◆ **AIM**
Copy out the data below line for line without altering anything, but leave the pictures out of your copy.

-- Begin PROVIDED RECORDS --

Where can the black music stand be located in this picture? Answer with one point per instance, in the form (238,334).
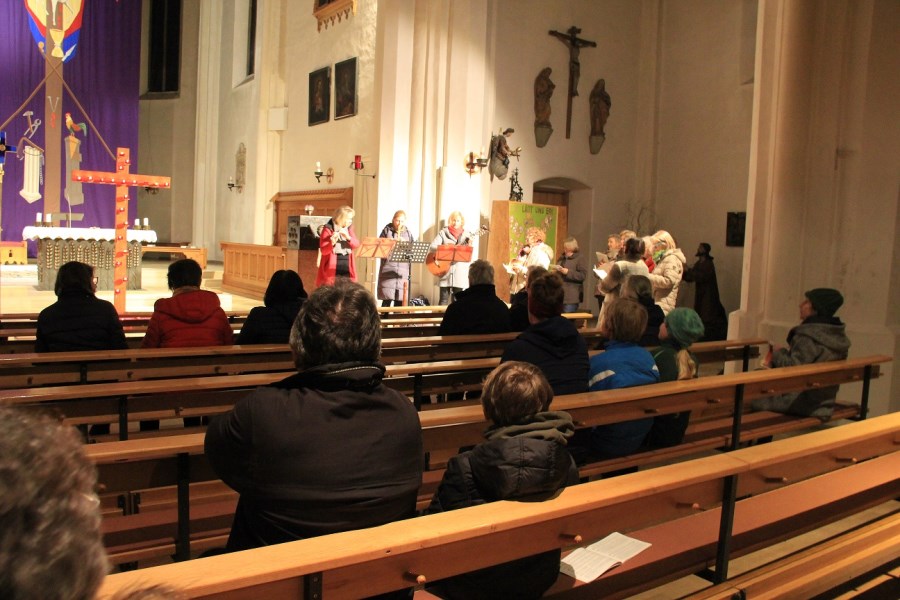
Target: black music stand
(409,252)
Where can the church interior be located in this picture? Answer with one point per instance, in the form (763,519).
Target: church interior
(768,129)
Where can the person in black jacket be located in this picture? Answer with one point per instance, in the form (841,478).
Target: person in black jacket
(552,343)
(328,449)
(477,309)
(78,320)
(524,457)
(272,323)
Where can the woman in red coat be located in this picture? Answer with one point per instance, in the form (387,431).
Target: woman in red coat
(336,244)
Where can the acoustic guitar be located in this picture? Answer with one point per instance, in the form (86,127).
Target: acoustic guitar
(442,268)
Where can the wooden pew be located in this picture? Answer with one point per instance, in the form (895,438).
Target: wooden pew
(177,397)
(179,461)
(786,487)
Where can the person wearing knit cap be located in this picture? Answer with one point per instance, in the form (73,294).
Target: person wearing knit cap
(681,328)
(551,342)
(820,337)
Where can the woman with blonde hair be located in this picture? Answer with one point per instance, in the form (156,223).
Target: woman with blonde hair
(666,276)
(336,244)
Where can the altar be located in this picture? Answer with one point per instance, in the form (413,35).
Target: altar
(91,245)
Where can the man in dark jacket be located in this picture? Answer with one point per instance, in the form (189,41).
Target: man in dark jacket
(524,456)
(328,449)
(477,309)
(552,343)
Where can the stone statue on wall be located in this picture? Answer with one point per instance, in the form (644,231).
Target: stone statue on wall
(600,104)
(543,89)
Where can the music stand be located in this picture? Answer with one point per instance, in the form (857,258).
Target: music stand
(409,252)
(453,253)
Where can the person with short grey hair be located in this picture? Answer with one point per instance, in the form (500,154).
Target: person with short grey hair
(328,449)
(477,309)
(51,546)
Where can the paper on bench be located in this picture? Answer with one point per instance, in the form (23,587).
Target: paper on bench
(587,564)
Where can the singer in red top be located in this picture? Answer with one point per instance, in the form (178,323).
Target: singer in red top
(336,244)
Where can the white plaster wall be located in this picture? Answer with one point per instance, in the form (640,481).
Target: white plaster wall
(167,139)
(705,108)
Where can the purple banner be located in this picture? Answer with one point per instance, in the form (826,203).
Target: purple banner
(103,73)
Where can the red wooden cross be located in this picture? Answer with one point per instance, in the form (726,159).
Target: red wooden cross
(122,179)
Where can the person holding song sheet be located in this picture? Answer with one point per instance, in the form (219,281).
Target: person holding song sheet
(454,276)
(336,245)
(392,274)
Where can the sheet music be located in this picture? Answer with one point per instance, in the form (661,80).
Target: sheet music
(589,563)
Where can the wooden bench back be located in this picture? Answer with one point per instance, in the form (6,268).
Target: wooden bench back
(397,555)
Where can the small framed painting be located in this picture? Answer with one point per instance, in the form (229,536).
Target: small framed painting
(319,96)
(345,88)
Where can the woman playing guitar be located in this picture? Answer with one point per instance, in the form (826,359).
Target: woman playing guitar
(454,276)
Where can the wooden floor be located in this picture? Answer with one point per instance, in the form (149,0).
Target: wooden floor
(18,293)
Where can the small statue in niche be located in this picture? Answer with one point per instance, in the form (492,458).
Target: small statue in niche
(516,193)
(498,164)
(543,89)
(600,105)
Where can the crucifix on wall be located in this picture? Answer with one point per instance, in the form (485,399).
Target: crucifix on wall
(122,179)
(574,44)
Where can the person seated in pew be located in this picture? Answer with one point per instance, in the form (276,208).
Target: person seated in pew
(328,449)
(190,318)
(51,545)
(518,304)
(675,362)
(552,343)
(820,337)
(272,323)
(477,309)
(639,288)
(623,364)
(79,320)
(524,457)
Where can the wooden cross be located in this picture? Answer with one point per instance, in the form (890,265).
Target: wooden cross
(574,44)
(122,179)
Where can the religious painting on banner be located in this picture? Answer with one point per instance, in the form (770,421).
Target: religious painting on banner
(62,18)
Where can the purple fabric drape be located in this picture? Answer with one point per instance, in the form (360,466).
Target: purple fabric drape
(104,74)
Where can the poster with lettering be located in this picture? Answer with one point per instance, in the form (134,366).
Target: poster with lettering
(523,216)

-- End PROVIDED RECORDS --

◆ **WRITTEN REPLY**
Where can the black music stand be located in this picture? Answer with one point per instance, in the form (238,334).
Target: black music stand
(409,252)
Where can the church interior be located in this picture? Answer with one point per instance, in the form (763,519).
Target: church interior
(768,129)
Where can the person in black jacket be located in this picture? Answer with one point per instance, in the form (841,478).
Target: person in black jacket
(552,343)
(328,449)
(477,309)
(78,320)
(524,457)
(272,323)
Where can the woman in red coat be located in this picture? Answer with one point per instance, in the form (387,431).
Target: woman in red coat
(336,244)
Where can the acoustic guitar be located in this picture? Answer with one point per instance, in the form (86,127).
Target: acoustic guitar
(442,268)
Where can the wooden pew be located in this picture? Answer with one point per instance, in the form (895,438).
Target: wooden pew
(177,397)
(179,461)
(786,487)
Where can the person wearing knit cap be located in this picture? Answer with one point per instance, in the form (73,294).
Target: person wearing knit cap
(681,328)
(551,342)
(820,337)
Where can the woman with blonde hair be located in this picture? Answer with one point per instance, in the form (156,223).
Target: woman with blonde hair
(666,276)
(336,244)
Where can the altar be located in this picture? Answer with one point per instance, in the form (413,35).
Target: altar
(91,245)
Where can the man in dark jacket be located in this picture? Answer with one point per instance, in the form (189,41).
Target: man in dark jacket
(524,456)
(328,449)
(477,309)
(552,343)
Where can the stone statue on wall be located in this picture? Answer with one point per instance, in the form (644,231).
Target: stone statue on wall
(600,104)
(543,89)
Where can the music stand be located in this picture? Answer with one point per instance, in the form (857,258).
Target: music stand
(409,252)
(453,253)
Where can the person with short grey hair be located in this picture? Answer with one point per instance, in the form (500,154).
Target: person with short grey hair
(328,449)
(477,309)
(51,546)
Where can the paper on bench be located in this picture? Answer with one point per instance, in the form (23,587).
Target: paper on bench
(587,564)
Where can the singer in red top be located in this picture? Answer with one point per instance, in the form (178,323).
Target: singer in red top
(336,244)
Where can the white plaster wall be located in this picture? Answer with one point per instance, in the form (640,481).
Target: white plaster wall
(167,139)
(705,108)
Where can the purple banner be located in this picture? Answer with one point per instance, in the form (826,203).
Target: purple banner
(103,73)
Where can the red wooden cross be located in this picture? Answer with one point per instance, in the form (726,159).
Target: red wooden cross
(122,179)
Where can the person holding song sheet be located in this picture? Answer with one point per instance, in the form (219,281).
Target: person holding song sheet
(454,276)
(336,245)
(392,274)
Where can the sheet music be located in this picture? Answer with one point per instance, in the form (661,80).
Target: sheet music
(589,563)
Where can the wooden bench back be located in this picture? Answer with one point per instance, in the form (6,268).
Target: wooden bench back
(397,555)
Where can the small framed painting be located in this picture? Answer with one point per instance, in the form (229,536).
Target: small framed painting
(319,96)
(345,88)
Where can the woman playing guitar be located in this picture? Answer with one point per instance, in the form (826,359).
Target: woman playing guitar
(454,276)
Where can the wooden floor be located in this picture? Answer with one point per instance, in the form (149,0).
Target: wooden floor
(18,293)
Where can the small statue in niche be located in this picture? Answer with one point per instance, in the form (492,458).
Target: small statue in niche
(516,193)
(498,164)
(543,89)
(600,105)
Where can the crucifix on wall be located in this picture? Answer with one point per instance, in the form (485,399).
Target: crucifix on wall
(122,179)
(574,44)
Where can the person seated in pew be located in this picture? Answer with one point per instance, in the form (276,208).
Target: person seated in pew
(328,449)
(190,318)
(51,545)
(518,304)
(675,362)
(552,343)
(820,337)
(272,323)
(477,309)
(639,288)
(623,364)
(79,320)
(524,457)
Where can the wooden cross be located in this picture? Answer with one point per instance, in the form (890,265).
Target: wooden cross
(574,44)
(122,179)
Where can the religious painting on banner be located in this picture? Answer with one point per instance, in the form (770,421).
Target: religious painting on banner
(62,18)
Where can the purple fabric drape be located in this picture? Answer with one point per instance, in the form (360,466).
Target: purple fabric drape
(104,74)
Where can the poster with lettering be located in this picture? Answer with one point per instance, in the form (134,366).
Target: poster with lettering
(523,216)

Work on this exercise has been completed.